Decide whether each statement below agrees with the text summarization page, giving yes or no and quoting the words of the page that settle it. (a) The project's goal is a model that turns long articles into short summaries. (b) The dataset named is the CNN DailyMail News Dataset. (c) Every notebook listed relies on TF-IDF alone.

▶ **Selected extract**:
···

Code-A2Z · Chakravartinsamrat · Jan 19, 2025 · Jan 19, 2025 · Jan 20, 2025 · Jan 20, 2025
diff --git a/docs/projects/natural-language-processing/text_summarization.md b/docs/projects/natural-language-processing/text_summarization.md
@@ -0,0 +1,193 @@
+
+# Text Summarization
+
+### AIM
+Develop a model to summarize long articles into short, concise summaries.
+
+### DATASET LINK
+[CNN DailyMail News Dataset](https://www.kaggle.com/datasets/gowrishankarp/newspaper-text-summarization-cnn-dailymail/)
+
+### NOTEBOOK LINK
+- [Text-Summarization using TF-IDF](https://www.kaggle.com/code/piyushchakarborthy/txt-summarization-using-tf-idf)
+- [Text-Summarization using Transformers](https://www.kaggle.com/code/piyushchakarborthy/text-summarization-using-transformer)

···

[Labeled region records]
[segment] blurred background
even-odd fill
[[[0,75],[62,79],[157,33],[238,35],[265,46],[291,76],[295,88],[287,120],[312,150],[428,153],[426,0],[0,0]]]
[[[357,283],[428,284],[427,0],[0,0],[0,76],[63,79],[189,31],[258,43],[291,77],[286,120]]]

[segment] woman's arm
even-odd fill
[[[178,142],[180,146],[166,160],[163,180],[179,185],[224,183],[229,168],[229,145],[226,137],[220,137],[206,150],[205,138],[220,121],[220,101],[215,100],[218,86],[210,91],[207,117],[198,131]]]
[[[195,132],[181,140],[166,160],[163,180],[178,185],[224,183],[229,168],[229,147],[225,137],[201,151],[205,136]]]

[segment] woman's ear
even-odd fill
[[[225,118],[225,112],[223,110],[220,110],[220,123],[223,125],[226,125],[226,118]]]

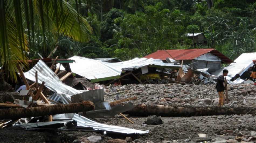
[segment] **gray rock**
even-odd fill
[[[201,106],[203,105],[203,103],[201,102],[199,102],[199,103],[198,103],[198,105],[200,105]]]
[[[211,100],[210,98],[206,98],[201,101],[201,102],[205,103],[208,105],[212,103]]]
[[[78,140],[75,140],[72,142],[72,143],[81,143],[81,141]]]
[[[250,132],[250,136],[252,137],[256,136],[256,131],[252,131]]]
[[[92,142],[101,143],[101,137],[97,135],[92,135],[88,137],[87,139]]]
[[[222,138],[216,138],[212,140],[212,142],[214,142],[216,141],[226,141],[225,139]]]
[[[148,117],[146,123],[148,125],[159,125],[162,124],[163,121],[160,118],[155,115],[150,116]]]

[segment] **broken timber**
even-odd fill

···

▶ **Written response**:
(a) Yes: "Develop a model to summarize long articles into short, concise summaries."
(b) Yes: "CNN DailyMail News Dataset"
(c) No: "Text-Summarization using Transformers"